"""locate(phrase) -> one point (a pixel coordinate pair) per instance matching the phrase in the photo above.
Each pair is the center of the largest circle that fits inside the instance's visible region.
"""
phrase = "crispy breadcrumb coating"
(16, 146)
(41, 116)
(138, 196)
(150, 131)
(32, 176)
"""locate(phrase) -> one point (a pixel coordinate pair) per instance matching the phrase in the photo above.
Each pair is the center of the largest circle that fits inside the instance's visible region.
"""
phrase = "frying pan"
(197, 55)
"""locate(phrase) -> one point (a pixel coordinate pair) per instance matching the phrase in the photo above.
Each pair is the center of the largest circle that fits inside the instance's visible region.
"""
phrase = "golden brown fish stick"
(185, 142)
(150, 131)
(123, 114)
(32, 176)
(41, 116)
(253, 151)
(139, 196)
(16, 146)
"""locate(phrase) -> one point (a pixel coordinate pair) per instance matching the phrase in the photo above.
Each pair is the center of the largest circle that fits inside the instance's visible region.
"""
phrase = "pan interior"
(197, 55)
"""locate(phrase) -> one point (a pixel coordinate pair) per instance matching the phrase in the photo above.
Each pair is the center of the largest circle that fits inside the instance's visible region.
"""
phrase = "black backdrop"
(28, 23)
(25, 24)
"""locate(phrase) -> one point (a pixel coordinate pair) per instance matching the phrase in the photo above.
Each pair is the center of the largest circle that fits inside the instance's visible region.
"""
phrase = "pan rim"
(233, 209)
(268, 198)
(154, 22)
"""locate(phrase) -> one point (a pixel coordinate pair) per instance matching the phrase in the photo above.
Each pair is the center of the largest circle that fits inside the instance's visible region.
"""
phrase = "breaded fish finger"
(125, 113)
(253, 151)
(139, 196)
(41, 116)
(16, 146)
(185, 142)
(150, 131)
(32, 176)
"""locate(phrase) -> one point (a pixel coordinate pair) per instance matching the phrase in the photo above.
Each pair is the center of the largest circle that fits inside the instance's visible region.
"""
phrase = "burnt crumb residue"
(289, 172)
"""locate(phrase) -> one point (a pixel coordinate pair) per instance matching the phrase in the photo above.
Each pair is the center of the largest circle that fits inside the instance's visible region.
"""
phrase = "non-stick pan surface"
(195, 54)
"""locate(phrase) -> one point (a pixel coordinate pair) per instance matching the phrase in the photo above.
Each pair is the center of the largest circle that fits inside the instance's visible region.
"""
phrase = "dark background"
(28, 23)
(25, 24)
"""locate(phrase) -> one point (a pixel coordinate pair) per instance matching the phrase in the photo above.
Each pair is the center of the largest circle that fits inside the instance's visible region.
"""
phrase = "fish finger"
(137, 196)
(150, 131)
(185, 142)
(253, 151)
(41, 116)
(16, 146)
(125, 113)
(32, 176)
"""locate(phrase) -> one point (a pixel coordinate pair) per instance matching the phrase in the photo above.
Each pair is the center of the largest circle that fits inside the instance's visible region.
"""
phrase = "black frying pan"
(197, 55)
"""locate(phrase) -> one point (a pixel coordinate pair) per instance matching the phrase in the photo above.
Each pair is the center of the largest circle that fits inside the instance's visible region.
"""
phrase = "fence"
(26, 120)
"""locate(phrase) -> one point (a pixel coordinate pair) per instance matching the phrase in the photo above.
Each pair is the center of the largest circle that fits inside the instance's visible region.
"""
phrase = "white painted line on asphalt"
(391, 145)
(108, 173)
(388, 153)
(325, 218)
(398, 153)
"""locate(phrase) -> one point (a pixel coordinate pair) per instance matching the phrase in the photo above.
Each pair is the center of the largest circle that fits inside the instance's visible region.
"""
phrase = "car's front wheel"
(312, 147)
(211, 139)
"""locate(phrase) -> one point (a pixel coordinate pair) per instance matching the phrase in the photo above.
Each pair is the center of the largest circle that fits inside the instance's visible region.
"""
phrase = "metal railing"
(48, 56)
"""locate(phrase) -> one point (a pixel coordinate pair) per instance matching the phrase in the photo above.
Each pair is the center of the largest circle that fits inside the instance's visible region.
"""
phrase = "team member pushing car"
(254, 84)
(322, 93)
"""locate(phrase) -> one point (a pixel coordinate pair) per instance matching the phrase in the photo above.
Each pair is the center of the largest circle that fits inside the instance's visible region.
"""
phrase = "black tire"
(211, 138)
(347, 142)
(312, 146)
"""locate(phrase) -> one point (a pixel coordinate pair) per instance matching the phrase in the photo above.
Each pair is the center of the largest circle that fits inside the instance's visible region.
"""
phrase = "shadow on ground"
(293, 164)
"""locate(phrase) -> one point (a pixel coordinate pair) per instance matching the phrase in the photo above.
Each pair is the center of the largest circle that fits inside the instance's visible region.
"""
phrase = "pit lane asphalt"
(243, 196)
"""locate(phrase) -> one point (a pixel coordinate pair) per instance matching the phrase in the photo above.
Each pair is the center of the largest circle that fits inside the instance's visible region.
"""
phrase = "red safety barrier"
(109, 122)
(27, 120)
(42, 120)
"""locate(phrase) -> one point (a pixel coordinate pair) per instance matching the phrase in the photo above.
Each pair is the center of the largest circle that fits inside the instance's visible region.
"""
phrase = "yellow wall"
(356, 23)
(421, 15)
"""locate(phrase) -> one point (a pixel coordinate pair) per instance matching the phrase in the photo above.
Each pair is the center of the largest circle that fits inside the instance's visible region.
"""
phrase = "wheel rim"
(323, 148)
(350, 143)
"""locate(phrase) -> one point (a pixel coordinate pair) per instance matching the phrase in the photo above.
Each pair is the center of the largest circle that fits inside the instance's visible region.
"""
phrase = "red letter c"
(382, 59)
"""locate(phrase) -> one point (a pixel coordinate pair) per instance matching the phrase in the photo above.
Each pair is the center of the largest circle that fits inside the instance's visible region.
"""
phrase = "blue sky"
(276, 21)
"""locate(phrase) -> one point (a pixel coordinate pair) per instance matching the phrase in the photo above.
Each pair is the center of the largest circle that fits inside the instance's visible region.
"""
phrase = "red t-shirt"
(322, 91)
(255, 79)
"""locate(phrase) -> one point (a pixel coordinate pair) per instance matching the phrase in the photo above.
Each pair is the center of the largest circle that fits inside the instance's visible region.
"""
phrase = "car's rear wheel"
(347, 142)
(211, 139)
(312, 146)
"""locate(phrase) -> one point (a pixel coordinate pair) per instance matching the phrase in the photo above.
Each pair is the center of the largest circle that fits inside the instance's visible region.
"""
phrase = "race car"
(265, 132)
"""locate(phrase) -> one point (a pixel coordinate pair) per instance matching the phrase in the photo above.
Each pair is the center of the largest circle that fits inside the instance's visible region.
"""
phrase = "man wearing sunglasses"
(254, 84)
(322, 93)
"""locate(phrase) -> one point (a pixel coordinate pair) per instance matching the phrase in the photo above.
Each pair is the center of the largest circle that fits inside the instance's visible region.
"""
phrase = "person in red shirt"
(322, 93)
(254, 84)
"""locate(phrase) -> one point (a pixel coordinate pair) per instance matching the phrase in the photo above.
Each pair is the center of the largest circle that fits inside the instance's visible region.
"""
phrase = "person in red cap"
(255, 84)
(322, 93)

::::

● TASK PROMPT:
Write the material out exactly, with nothing left out.

● EXERCISE OUTPUT:
"""locate(phrase) -> one point (a pixel coordinate pair) per instance matching the phrase in the photo above.
Each pair is the center of the largest circle that fits inside the instance's visible region.
"""
phrase = "crispy breadcrumb coating"
(16, 146)
(41, 116)
(138, 196)
(150, 131)
(32, 176)
"""locate(phrase) -> one point (a pixel coordinate pair) per instance matching the phrase in the photo above.
Each pair is the center of the largest circle that fits inside the instance's visible region.
"""
phrase = "frying pan"
(197, 55)
"""locate(phrase) -> one point (a pixel coordinate pair) per instance matching the phrase in the photo above.
Each pair is the center of the largest circle that fits inside the instance's visible region.
"""
phrase = "golden brown fish stick"
(185, 142)
(150, 131)
(123, 114)
(32, 176)
(41, 116)
(253, 151)
(139, 196)
(16, 146)
"""locate(phrase) -> one point (a pixel coordinate pair) per instance matching the phrase in the photo above.
Each pair is the center of the largest circle that fits inside the instance's visible region.
"""
phrase = "pan interior"
(197, 55)
"""locate(phrase) -> one point (a pixel coordinate pair) per instance matching the phrase in the photo above.
Each pair is the center of the largest circle that fits inside the instance's visible region.
"""
phrase = "black backdrop"
(28, 23)
(25, 24)
"""locate(phrase) -> one point (a pixel coordinate pair) per instance matching the phrase in the photo above.
Each pair is the center of the largest circle that fits inside the instance's visible region.
"""
phrase = "pan rim"
(233, 209)
(268, 198)
(154, 22)
"""locate(phrase) -> one point (a pixel coordinate pair) per instance matching the phrase in the photo above.
Each pair is the center of the largest circle that fits inside the instance's visible region.
"""
phrase = "breaded fish finger"
(125, 113)
(253, 151)
(139, 196)
(41, 116)
(16, 146)
(185, 142)
(150, 131)
(32, 176)
"""locate(phrase) -> one point (a pixel coordinate pair) per instance matching the phrase in the photo above.
Each pair is the center of the largest circle that fits inside the instance's visible region.
"""
phrase = "burnt crumb residue"
(289, 172)
"""locate(phrase) -> one point (a pixel coordinate pair) per instance matching the phrase in the photo above.
Each pair is the center of the largest circle that fits inside the instance's visible region.
"""
phrase = "non-stick pan surface"
(195, 54)
"""locate(phrase) -> one point (a pixel coordinate pair) per instance matching the phrase in the photo above.
Each pair is the center of the largest circle that fits inside the instance's visible region.
"""
phrase = "dark background"
(28, 23)
(25, 24)
"""locate(phrase) -> one point (a pixel coordinate pair) per instance matching the phrase in the photo above.
Each pair is the center of the largest circle that fits inside the instance's visible region.
"""
phrase = "fish finger"
(137, 196)
(150, 131)
(185, 142)
(253, 151)
(41, 116)
(16, 146)
(125, 113)
(32, 176)
"""locate(phrase) -> one point (a pixel coordinate pair) per instance matching the phrase in the photo above.
Each pair is the center of the largest circle that fits inside the instance's visible region.
"""
phrase = "black frying pan"
(197, 55)
"""locate(phrase) -> one point (a pixel coordinate pair) per instance matching the phrase in the photo above.
Each pair is the center of the largest circle that fits inside the instance's visible region.
"""
phrase = "fence"
(26, 120)
"""locate(phrase) -> one point (a pixel coordinate pair) per instance matching the phrase in the photo above.
Each pair is the center of the largest circle that fits inside the instance's visible region.
"""
phrase = "white painted line on asphalt"
(391, 145)
(108, 173)
(388, 153)
(325, 218)
(398, 153)
"""locate(phrase) -> one point (a pixel coordinate pair) per instance matching the phrase in the photo above.
Each pair is the center of the largest circle that fits inside the instance's visible region.
"""
phrase = "car's front wheel"
(312, 147)
(211, 139)
"""locate(phrase) -> one point (a pixel coordinate pair) per instance matching the phrase in the photo above.
Each pair is the center of the largest circle that fits inside the instance's visible region.
"""
phrase = "metal railing"
(48, 56)
"""locate(phrase) -> one point (a pixel coordinate pair) per instance matching the phrase in the photo above.
Each pair is the center of the largest circle that fits inside the instance's visible region.
"""
phrase = "team member pushing car"
(254, 84)
(322, 93)
"""locate(phrase) -> one point (a pixel coordinate pair) per instance matching the phrase in the photo above.
Each pair is the center of the largest circle that fits inside the instance's visible region.
"""
phrase = "black tire"
(211, 138)
(347, 142)
(312, 146)
"""locate(phrase) -> one point (a pixel coordinate pair) per instance matching the phrase in the photo above.
Each pair is the center of the largest circle that fits inside the instance's visible region.
"""
phrase = "shadow on ground"
(293, 164)
"""locate(phrase) -> one point (a pixel coordinate pair) per instance matching the phrase in the photo above.
Each pair is the center of the largest circle that fits inside the instance's visible region.
"""
phrase = "pit lane asphalt"
(243, 196)
"""locate(phrase) -> one point (a pixel coordinate pair) per instance matching the phrase in the photo above.
Each pair is the center of the largest circle that fits inside the instance's visible region.
"""
phrase = "red safety barrier"
(109, 122)
(27, 120)
(42, 120)
"""locate(phrase) -> one point (a pixel coordinate pair) per instance matching the phrase in the photo above.
Each pair is the center of the largest circle that fits inside the instance's visible region.
"""
phrase = "yellow wall"
(356, 23)
(421, 15)
"""locate(phrase) -> one point (a pixel coordinate pair) per instance matching the phrase in the photo above.
Each pair is the center of the largest circle that fits inside the instance's visible region.
"""
phrase = "wheel rim"
(323, 148)
(350, 143)
"""locate(phrase) -> one point (a pixel coordinate pair) per instance matching the phrase in the photo above.
Each pair is the center of the largest circle that fits inside the instance's visible region.
"""
phrase = "red letter c"
(382, 59)
"""locate(phrase) -> one point (a pixel coordinate pair) per instance matching the phrase in the photo above.
Each pair is the center of the largest circle that fits inside the instance's visible region.
"""
phrase = "blue sky"
(276, 21)
"""locate(phrase) -> one point (a pixel coordinate pair) per instance matching the phrase in the photo above.
Each pair is the center of the largest circle that fits inside the instance's visible region.
"""
phrase = "red t-shirt"
(322, 91)
(255, 79)
"""locate(phrase) -> one point (a pixel coordinate pair) per instance matching the phrase in the photo above.
Each pair is the center of the largest circle that fits inside the instance's visible region.
"""
phrase = "car's rear wheel"
(347, 142)
(211, 139)
(312, 146)
"""locate(phrase) -> one point (a pixel coordinate pair) per instance matching the phrase in the photo above.
Each pair is the center of the largest circle that fits inside the instance's visible region.
"""
phrase = "race car"
(265, 132)
"""locate(phrase) -> one point (a pixel coordinate pair) per instance matching the phrase in the photo above.
Each pair is the center of the largest circle that fits inside the instance's visible region.
"""
phrase = "man wearing sunglasses"
(254, 84)
(322, 93)
"""locate(phrase) -> one point (a pixel coordinate pair) per instance matching the phrase in the photo above.
Each pair is the center of the largest circle that fits inside the instance's visible region.
"""
phrase = "person in red shirt"
(322, 93)
(254, 84)
"""locate(phrase) -> one point (a pixel coordinate pair) per instance matching the phrase in the photo above.
Each pair is the center of the largest circle that fits inside the instance's visible region.
"""
phrase = "person in red cap"
(255, 84)
(322, 93)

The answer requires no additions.